> _Exercise A_:
Pick out every line in the entries that contains the string "blade", treating uppercase and lowercase as different.

======== Document ========

There is no finer reference for a process-oriented approach to DOE than Ronald Moen’s, Thomas Nolan’s, and Lloyd Provost’s *Quality Improvement Through Planned Experimentation* (McGraw-Hill Education, 2012). Response surface methodology, however, is not covered.

In my industrial career, many of my clients found much more ultimate value in obtaining a process road map—called a contour plot—which is accomplished through a response surface methodology. In its basic form it is hardly an advanced technique, but it does go a bit beyond factorial designs. Many times a response surface methodology can even build on factorial designs in a nice, efficient sequential strategy as one evolves to a higher state of knowledge, which leads to much more effective optimization and process control.

A typical contour plot is shown in figure 1 (scenario explained shortly). It shows how the predictive model from the design analysis can be turned into a road map of the process studied. Temperature (x-axis) and an ingredient’s concentration (y-axis) were varied over the ranges on their respective axes. For any combination of those two variables, one can read the predicted value of the response being studied (the objective in this case is to minimize it).

However, this map *is never fully known* and can only be approximated. The question becomes: What is your best shot at doing this in as few experiments as possible? First, some background.

The contour plot in figure 1 maps a real production process where the desired product immediately decomposes into a pesky, tarry byproduct that is difficult and expensive to remove. The process is currently averaging approximately 15-percent tar, and each achievable percent reduction equates to $1 million (in 1970 dollars) in annual savings.

Process history has determined three variables to be crucial for process control: temperature, copper sulfate concentration, and excess nitrite. Any combination of these three variables within the ranges of temperature, 55°–65°C; copper sulfate concentration, 26–31 percent; and excess nitrite, 0-12 percent would represent a safe and economical operating condition. The current operating condition is the midpoint of these ranges.

For purposes of experimentation only, the equipment is capable of operating in the following ranges if necessary: temperature, 50°–70°C; copper sulfate concentration, 20–35 percent; and excess nitrate, 0–20 percent.

Suppose you had a budget of 25 (expensive) experiments that need to answer these questions:

• Where should the three variables be set to minimize tar production?

• What percent tar would be expected?

• What’s the best estimate of the process variation (i.e., tar ± x percent)?

This is the scenario I use to introduce my experimental design seminars. I divide the audience into groups of three to four people, and give each group a process simulator where they can enter any condition and get the resulting percent tar.

It almost never fails: I get as many different answers for optimum settings, resulting tar, and variation as there are groups in the room—and just as many strategies (and number of experiments run) for reaching their conclusions. Human variation!

I have each group present its results to me, and I act like the many mercilessly tough managers to whom I have made similar presentations.

========

> _Exercise B_:
List the three variables that the experimentation article calls crucial for process control, each with the range it gives for safe and economical operation.

======== Information provided ========

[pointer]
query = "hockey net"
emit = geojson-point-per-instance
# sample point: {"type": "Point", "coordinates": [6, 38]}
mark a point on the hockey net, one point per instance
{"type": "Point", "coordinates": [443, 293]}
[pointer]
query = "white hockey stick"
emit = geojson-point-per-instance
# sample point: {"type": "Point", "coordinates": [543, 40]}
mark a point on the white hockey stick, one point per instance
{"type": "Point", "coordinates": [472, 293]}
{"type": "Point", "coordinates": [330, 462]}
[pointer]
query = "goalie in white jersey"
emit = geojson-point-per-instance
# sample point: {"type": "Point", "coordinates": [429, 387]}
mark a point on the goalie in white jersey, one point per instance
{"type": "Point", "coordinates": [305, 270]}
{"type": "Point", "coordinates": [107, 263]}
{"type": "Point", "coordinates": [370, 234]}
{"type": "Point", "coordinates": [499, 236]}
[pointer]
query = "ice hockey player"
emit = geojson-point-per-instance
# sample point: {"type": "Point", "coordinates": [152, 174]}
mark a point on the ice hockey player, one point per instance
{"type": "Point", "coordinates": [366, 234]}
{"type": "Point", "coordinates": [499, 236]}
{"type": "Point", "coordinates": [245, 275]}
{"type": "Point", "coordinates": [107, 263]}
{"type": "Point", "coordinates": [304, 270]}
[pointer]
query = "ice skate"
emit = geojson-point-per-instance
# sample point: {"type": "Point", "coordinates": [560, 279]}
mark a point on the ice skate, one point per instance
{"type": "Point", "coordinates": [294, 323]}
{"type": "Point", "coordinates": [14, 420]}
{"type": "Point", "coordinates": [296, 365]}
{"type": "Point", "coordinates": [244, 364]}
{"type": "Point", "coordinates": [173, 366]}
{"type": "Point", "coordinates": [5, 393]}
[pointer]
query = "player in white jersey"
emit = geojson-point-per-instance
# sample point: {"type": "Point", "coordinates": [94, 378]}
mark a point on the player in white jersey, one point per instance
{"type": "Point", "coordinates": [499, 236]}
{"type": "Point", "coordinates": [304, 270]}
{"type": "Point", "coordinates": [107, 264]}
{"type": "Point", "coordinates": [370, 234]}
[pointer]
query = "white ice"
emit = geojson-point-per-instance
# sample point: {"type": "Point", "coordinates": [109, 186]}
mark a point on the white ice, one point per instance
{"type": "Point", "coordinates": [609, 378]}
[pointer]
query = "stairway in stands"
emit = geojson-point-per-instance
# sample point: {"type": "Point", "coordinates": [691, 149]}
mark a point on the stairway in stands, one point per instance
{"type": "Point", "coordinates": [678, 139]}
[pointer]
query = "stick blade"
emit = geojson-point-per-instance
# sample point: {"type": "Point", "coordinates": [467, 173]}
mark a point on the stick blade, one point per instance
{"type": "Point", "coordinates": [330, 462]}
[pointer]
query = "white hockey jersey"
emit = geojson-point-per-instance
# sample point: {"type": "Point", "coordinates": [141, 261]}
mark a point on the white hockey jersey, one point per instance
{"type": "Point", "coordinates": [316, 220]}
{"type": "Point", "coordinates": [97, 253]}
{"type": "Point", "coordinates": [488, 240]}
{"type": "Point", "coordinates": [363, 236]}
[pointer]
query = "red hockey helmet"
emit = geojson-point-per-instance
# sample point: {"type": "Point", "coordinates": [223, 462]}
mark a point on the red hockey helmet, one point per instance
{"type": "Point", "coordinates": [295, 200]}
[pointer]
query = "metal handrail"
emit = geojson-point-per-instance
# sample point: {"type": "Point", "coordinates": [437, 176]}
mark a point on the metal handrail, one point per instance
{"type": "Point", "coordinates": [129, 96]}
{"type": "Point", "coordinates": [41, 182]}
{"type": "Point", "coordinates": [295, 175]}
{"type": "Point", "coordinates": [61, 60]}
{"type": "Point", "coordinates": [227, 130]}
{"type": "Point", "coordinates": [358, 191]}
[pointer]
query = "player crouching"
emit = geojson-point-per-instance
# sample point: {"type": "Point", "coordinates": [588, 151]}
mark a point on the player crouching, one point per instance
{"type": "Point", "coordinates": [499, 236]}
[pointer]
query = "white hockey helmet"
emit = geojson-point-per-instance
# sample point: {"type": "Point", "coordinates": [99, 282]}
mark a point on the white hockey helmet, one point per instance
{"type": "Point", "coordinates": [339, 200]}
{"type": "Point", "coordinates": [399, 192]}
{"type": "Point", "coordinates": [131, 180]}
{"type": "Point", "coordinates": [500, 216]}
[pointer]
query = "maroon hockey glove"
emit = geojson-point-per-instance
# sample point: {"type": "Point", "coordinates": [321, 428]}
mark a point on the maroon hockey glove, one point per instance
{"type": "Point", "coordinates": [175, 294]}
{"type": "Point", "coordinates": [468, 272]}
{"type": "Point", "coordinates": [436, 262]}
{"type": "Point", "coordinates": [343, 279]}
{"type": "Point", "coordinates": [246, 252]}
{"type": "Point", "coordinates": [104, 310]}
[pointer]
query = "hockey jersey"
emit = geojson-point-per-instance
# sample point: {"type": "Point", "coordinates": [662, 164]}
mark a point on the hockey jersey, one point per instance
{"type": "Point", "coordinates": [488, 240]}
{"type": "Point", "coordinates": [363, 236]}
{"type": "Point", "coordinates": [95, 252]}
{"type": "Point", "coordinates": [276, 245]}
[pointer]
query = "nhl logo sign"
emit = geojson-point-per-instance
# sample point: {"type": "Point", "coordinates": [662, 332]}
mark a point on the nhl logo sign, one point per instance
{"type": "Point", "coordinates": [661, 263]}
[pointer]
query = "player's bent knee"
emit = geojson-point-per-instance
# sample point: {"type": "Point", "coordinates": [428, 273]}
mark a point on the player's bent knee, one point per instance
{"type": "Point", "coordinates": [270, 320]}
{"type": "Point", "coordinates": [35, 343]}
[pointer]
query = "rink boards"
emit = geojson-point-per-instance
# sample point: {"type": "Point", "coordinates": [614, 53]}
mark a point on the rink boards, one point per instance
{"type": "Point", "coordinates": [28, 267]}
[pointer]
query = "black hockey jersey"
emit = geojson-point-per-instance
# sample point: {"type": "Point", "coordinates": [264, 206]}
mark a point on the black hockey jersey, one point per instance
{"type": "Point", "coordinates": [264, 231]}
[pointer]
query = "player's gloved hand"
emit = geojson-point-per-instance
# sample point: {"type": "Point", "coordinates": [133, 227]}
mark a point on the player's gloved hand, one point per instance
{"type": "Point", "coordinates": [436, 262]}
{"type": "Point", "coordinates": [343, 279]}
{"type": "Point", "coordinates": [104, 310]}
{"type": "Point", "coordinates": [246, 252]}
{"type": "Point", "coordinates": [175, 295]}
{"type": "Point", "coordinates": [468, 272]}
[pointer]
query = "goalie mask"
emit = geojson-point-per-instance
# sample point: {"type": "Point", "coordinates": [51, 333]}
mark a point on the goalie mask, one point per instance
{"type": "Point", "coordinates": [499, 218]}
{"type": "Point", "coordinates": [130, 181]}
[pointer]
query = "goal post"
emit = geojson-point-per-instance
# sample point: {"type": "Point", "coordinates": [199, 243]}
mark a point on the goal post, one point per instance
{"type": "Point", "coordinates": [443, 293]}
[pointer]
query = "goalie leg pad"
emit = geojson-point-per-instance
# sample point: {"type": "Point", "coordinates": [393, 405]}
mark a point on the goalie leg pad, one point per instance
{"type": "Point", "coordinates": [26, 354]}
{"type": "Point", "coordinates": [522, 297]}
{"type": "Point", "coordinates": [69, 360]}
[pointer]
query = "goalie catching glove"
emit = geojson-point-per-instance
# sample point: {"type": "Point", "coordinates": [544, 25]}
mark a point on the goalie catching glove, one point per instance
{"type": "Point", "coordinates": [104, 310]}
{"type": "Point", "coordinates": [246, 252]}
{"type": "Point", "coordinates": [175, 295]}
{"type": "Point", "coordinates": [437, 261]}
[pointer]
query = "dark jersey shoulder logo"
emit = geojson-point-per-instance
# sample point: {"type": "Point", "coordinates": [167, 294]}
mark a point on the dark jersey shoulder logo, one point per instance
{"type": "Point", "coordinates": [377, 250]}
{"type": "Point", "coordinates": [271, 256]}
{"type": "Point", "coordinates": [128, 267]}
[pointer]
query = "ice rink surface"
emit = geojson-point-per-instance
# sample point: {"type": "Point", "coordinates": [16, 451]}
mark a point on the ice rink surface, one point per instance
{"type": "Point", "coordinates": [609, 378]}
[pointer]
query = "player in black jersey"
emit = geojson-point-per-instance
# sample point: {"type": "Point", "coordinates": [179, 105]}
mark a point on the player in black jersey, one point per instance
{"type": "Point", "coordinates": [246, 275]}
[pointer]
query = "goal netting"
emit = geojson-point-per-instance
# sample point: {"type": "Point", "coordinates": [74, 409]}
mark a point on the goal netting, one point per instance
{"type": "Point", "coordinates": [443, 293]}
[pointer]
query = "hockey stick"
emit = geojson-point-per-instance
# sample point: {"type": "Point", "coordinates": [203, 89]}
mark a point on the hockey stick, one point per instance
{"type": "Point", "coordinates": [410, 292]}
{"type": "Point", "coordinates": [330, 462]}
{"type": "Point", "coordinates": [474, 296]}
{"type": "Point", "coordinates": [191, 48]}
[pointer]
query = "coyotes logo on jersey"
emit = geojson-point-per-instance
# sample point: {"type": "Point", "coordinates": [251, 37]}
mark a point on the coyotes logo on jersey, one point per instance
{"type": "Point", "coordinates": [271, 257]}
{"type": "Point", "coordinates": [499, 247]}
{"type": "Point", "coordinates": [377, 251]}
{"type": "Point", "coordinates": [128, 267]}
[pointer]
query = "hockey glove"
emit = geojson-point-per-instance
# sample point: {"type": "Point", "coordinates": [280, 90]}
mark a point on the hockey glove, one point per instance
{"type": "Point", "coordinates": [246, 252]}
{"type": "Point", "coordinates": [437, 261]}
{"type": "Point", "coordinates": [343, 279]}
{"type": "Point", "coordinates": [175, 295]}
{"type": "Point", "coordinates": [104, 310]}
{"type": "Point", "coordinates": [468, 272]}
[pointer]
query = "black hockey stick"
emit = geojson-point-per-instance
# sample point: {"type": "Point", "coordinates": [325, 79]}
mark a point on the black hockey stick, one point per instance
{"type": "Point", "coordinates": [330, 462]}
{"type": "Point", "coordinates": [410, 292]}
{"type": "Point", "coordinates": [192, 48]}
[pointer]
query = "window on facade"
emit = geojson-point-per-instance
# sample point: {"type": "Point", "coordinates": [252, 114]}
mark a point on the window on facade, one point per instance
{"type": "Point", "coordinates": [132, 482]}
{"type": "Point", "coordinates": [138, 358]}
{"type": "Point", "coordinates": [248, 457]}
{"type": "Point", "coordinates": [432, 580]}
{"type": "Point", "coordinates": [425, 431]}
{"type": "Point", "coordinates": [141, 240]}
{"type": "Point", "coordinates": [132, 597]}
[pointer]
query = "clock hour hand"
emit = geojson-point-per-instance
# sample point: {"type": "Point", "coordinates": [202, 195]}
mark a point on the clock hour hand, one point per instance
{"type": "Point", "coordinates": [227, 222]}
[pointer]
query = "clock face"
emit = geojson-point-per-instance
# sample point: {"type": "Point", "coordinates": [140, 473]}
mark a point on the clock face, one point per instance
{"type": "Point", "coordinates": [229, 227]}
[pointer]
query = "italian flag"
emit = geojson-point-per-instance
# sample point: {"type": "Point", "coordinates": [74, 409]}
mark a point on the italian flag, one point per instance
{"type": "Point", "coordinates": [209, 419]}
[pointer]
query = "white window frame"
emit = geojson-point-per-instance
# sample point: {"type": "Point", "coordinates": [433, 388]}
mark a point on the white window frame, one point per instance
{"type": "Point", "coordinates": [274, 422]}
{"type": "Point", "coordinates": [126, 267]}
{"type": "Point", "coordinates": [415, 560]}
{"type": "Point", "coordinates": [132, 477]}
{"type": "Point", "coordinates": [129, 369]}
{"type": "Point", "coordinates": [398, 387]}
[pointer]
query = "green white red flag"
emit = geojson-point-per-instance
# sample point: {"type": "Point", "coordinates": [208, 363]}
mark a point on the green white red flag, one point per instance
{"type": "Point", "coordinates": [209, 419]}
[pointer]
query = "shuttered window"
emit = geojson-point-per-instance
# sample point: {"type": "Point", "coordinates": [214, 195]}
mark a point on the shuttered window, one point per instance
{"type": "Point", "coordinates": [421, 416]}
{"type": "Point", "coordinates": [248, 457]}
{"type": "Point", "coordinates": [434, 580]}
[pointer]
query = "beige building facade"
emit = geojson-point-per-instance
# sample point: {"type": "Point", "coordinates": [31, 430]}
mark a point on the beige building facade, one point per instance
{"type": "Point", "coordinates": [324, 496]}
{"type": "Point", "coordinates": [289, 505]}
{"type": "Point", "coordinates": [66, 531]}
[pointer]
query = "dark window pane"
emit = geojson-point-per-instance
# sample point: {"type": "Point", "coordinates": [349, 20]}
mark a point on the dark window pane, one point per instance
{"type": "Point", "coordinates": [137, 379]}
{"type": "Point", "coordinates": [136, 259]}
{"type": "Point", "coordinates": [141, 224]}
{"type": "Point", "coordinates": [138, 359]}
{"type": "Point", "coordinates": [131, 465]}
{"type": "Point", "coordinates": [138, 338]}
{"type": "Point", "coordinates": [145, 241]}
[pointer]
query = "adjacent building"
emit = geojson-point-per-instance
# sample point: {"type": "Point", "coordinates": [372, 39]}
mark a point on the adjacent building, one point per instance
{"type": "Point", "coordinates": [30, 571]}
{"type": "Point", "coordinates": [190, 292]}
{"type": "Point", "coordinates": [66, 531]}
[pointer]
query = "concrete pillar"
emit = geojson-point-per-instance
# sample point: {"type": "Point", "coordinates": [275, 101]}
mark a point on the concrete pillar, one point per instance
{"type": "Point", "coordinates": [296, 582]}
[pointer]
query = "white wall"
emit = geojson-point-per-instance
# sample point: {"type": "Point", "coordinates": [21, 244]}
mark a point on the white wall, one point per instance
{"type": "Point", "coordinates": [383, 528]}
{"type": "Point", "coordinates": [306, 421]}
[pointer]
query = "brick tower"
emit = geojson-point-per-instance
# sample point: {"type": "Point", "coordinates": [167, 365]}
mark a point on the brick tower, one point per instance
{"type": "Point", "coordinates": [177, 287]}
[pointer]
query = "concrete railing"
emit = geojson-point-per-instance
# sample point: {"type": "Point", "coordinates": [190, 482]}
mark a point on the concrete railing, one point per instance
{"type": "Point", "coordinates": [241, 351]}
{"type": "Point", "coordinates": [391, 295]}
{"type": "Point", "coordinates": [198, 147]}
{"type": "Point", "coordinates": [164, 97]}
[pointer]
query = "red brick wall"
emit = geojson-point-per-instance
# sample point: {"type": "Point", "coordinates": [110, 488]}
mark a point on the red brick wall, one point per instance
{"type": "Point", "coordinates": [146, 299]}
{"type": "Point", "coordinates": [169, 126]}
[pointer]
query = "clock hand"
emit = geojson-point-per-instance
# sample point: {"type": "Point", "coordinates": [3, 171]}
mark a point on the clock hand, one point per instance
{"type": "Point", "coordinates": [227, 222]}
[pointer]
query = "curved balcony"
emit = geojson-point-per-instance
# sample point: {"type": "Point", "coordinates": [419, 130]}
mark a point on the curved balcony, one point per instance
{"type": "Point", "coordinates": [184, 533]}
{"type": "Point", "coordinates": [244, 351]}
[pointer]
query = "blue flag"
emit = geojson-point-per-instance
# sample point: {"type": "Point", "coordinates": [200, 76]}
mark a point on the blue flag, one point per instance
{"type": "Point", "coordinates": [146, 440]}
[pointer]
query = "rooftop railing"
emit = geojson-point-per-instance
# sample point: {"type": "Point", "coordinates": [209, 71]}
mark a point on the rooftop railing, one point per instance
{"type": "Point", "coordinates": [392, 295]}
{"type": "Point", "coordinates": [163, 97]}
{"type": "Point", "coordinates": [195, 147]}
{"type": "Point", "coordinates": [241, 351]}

========

> _Full solution A_:
query = "stick blade"
mark a point on the stick blade, one point per instance

> _Full solution B_:
- Temperature: 55°–65°C
- Copper sulfate concentration: 26–31 percent
- Excess nitrite: 0–12 percent